═══ Text block
Beliefs are what forms tribes, and the tribal attraction goes way beyond the product.

Little Monsters are misfits. They are attracted by Lady Gaga’s belief that it’s OK to be different. It’s OK to be you. Her song: “Born this way” is like a tribal anthem. Little Monsters is where they feel at home.

On paper Lady Gaga competes with Taylor Swift, Paloma Faith and Rhianna. Except she doesn’t. A music fan might buy an album made by anyone of those, depending on whether they liked the music. Little Monsters would buy a Lady Gaga album regardless of the music. They’d buy it without listening to it, because of their beliefs. Because buying the latest album says:, "I'm a fully paid up member of my tribe".

The buying relationship between Taylor Swift and her fans, and Gaga and her fans is as different as chalk and a week-old Gorgonzola. Little Monsters aren't really buying an album, they're reaffirming their beliefs.
══════
═══ Data shown
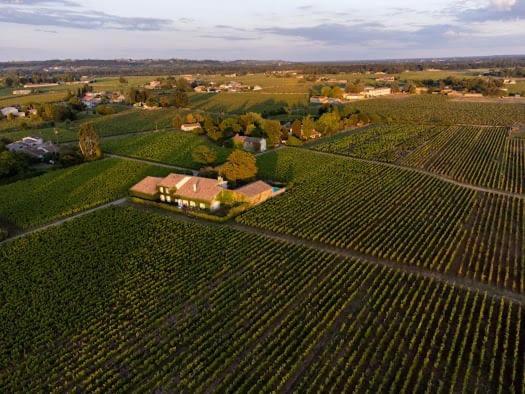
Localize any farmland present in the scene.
[190,92,308,114]
[0,208,525,392]
[237,149,525,292]
[309,125,444,162]
[103,131,230,169]
[0,159,169,229]
[309,125,525,194]
[350,94,525,126]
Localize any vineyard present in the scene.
[309,125,444,162]
[0,159,169,229]
[0,208,525,393]
[400,126,525,193]
[103,131,230,169]
[350,94,525,126]
[237,149,525,293]
[190,92,308,114]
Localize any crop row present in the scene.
[0,208,525,392]
[351,94,525,126]
[401,126,525,193]
[243,149,525,292]
[310,125,444,162]
[103,131,230,168]
[0,159,169,229]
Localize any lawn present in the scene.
[0,159,169,229]
[103,130,231,169]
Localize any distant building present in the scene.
[343,93,365,100]
[24,83,58,89]
[233,134,267,152]
[6,137,59,160]
[130,173,276,212]
[144,81,161,90]
[362,87,392,98]
[13,89,32,96]
[180,123,202,131]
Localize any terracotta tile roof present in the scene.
[159,174,191,189]
[175,176,223,202]
[235,181,272,197]
[131,176,162,196]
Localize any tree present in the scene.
[303,115,315,139]
[191,145,217,165]
[78,123,102,161]
[171,114,184,130]
[173,90,189,108]
[292,119,303,138]
[220,149,257,182]
[317,112,340,135]
[262,120,281,146]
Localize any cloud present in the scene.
[0,5,173,31]
[35,29,58,34]
[457,0,525,22]
[199,34,257,41]
[0,0,80,7]
[257,22,468,48]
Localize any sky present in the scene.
[0,0,525,61]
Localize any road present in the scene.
[294,147,525,199]
[127,203,525,305]
[0,197,127,245]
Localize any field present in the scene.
[190,92,308,114]
[309,125,525,194]
[237,148,525,293]
[103,131,231,169]
[309,125,444,162]
[0,91,67,108]
[0,208,525,392]
[401,126,525,194]
[0,159,169,229]
[350,94,525,126]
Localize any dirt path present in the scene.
[127,203,525,305]
[104,153,199,175]
[296,147,525,199]
[0,197,127,245]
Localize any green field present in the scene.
[0,159,169,229]
[350,94,525,126]
[308,125,445,162]
[190,92,308,114]
[0,208,525,392]
[103,130,231,169]
[237,148,525,293]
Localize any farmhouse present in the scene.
[6,137,59,160]
[363,86,392,97]
[0,107,26,118]
[180,123,201,131]
[233,134,267,152]
[144,81,161,90]
[234,181,274,205]
[130,174,228,212]
[343,93,365,100]
[13,89,32,96]
[130,173,278,212]
[376,75,396,82]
══════
→ **Work instructions**: Continue the text about Lady Gaga's Little Monsters tribe from its last sentence. The items have nothing to do with the text.

→ **Written answer**:
Beliefs are not the same as causes

In 2020 the world is awash with causes and that’s produced buyers who are ever more guided by beliefs. Don’t confuse beliefs with causes, they are absolutely not the same thing. We’re talking beliefs (I want to be different) not causes (I want to save the planet), but our awareness of causes has sensitised us and prompted us to examine our beliefs.

A founder might buy Salesforce because he’s seduced by the magic of scaling, thriving companies that Salesforce believes in. He sees something of that in his own business. In his mind his company becomes something different when he rolls out Salesforce. It becomes a "proper" company. Whether it’s true or not doesn’t matter.

Professional venture investors wear Patagonia gilets because they believe it says something about them. It’s all tied up with the charisma and prestige of the London Private Equity scene. It’s the uniform of the tribe. It a bit like a newly hatched Royal Marine being awarded his green beret. When they wear it, they feel something more than just being qualified. There is some magic.

The irony is that whether it’s Apple, Salesforce or Patagonia, there are demonstrably better products available. But beliefs, and tribes that form around them, go way beyond the product. That is why it’s so powerful.

People ride Harley Davidsons, write with Mont Blanc pens, work in WeWork, use Linux, run SAP, drink Jack Daniels or exercise in Lulu Lemon, not because they are the best product on the market. They choose them because they see something of themselves and their beliefs at work, and want to align themselves with them.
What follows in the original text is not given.